* Extracto del documento:
A lo largo de la historia, los seres humanos hemos probado diferentes maneras de organizar la vida en comunidad. Por último, y después de siglos de muchos cambios, hemos visto que el sistema democrático es el que mejor garantiza la participación y la representación política del conjunto de la ciudadanía, los derechos fundamentales, una prensa libre, el respeto a las minorías, el progreso económico y social, y la convivencia entre distintos. Es muy posible que cualquier lector que esté leyendo estas líneas piense que en algunas ocasiones estos elementos se ven más asegurados en el terreno teórico que en el práctico. Y, en cierto modo, es verdad. Sin embargo, soy de los que piensa que a menudo se pasa por alto o se explica poco desde la esfera pública o mediática que las democracias liberales exigen sacrificios, renuncias y escucha activa para que éstas funcionen. Asimismo, la convivencia democrática reclama la necesidad continua de diálogo, entendimiento y transacción si se quiere preservar este modelo.

* Descripciones de regiones en lenguaje natural:
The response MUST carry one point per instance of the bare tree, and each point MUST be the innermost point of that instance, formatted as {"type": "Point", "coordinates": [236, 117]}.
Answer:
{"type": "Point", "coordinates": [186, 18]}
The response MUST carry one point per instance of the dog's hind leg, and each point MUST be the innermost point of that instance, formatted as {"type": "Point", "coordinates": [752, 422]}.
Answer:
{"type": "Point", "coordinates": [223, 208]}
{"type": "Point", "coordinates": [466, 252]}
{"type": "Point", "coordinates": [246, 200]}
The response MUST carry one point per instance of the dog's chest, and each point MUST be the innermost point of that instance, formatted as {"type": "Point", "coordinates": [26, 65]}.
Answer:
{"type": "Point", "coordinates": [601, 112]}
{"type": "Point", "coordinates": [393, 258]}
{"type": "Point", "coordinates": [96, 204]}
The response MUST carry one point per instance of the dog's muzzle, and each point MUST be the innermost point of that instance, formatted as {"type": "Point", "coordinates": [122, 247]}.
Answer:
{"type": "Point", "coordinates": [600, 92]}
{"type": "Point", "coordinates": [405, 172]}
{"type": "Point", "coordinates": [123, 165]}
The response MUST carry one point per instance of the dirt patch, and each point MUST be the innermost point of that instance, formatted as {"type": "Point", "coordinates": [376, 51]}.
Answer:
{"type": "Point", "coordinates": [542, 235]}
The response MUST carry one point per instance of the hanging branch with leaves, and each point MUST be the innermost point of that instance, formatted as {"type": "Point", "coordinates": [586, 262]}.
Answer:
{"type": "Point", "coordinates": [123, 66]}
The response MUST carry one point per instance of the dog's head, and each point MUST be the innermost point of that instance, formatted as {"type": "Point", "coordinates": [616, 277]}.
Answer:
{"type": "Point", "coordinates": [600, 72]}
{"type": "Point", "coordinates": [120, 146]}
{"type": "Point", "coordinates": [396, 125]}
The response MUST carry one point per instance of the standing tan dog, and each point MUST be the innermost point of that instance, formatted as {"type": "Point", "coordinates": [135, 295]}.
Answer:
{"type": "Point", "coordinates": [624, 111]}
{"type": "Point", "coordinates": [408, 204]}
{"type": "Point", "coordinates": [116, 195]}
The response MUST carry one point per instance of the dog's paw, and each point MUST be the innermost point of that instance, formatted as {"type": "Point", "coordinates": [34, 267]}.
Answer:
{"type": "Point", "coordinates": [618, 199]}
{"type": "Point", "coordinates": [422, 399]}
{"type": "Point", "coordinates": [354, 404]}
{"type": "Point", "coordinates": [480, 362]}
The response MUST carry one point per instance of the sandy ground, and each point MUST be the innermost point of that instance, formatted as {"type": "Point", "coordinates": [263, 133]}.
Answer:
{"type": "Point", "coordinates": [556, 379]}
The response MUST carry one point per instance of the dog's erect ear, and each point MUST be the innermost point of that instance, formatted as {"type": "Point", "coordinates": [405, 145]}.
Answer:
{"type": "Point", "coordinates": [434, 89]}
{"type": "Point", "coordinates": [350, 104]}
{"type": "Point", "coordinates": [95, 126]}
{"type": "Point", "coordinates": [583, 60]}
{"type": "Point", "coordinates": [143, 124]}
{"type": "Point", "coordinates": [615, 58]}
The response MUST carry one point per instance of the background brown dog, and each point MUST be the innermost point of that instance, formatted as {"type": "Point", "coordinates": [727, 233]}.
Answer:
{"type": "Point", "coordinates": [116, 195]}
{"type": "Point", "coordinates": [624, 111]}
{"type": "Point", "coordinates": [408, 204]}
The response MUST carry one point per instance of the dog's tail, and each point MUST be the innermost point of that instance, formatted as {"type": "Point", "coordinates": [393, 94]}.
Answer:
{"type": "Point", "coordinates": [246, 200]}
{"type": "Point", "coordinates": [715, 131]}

* Acción requerida 1: Enumera todo lo que, según el texto sobre la democracia, el sistema democrático garantiza mejor que otras formas de organizar la vida en comunidad.
* Acción requerida 2: Prosigue el texto sobre la democracia a partir de su última oración.

* Respuesta esperada 1:
- La participación y la representación política del conjunto de la ciudadanía
- Los derechos fundamentales
- Una prensa libre
- El respeto a las minorías
- El progreso económico y social
- La convivencia entre distintos

* Respuesta esperada 2:
Señalo todo esto porque desde hace un tiempo -quizás hay que retroceder hasta el 15M-, y a la vista de los resultados de los sucesivos procesos electorales, la desafección política se ha instalado en la vida pública española. Quizás el síntoma más evidente (y más angustioso) de esta deriva es el aumento de formaciones políticas extremistas y nacional-populistas que hacen una enmienda a la totalidad a los consensos democráticos de las últimas décadas y que anhelan el retorno a sistemas autoritarios del pasado; el auge, promovido por estas opciones, del insulto y la descalificación hacia quien piensa diferente y de noticias falsas que buscan que el sistema salte por los aires; la sensación de que los partidos más tradicionales no ofrecen respuesta a los retos actuales; y el aprovechamiento, por parte de las fuerzas de derecha y extrema derecha, del desencanto y de la sensación de abandono para profundizar aún más en la actual dinámica de polarización política y convertir el debate público, que debería ser un ágora de contraposición de argumentos, en un espacio que se asemeja más a un ring de boxeo o a un campo de fútbol.
Otro de los indicios, en este caso positivo, de esta nueva situación es el incremento de la oferta política y, en consecuencia, un mayor pluralismo, lo que en la práctica dificulta la gobernabilidad en la mayoría de administraciones públicas, pero que al mismo tiempo obliga a las diferentes formaciones democráticas a armonizar posturas y a llegar a un mínimo de acuerdos.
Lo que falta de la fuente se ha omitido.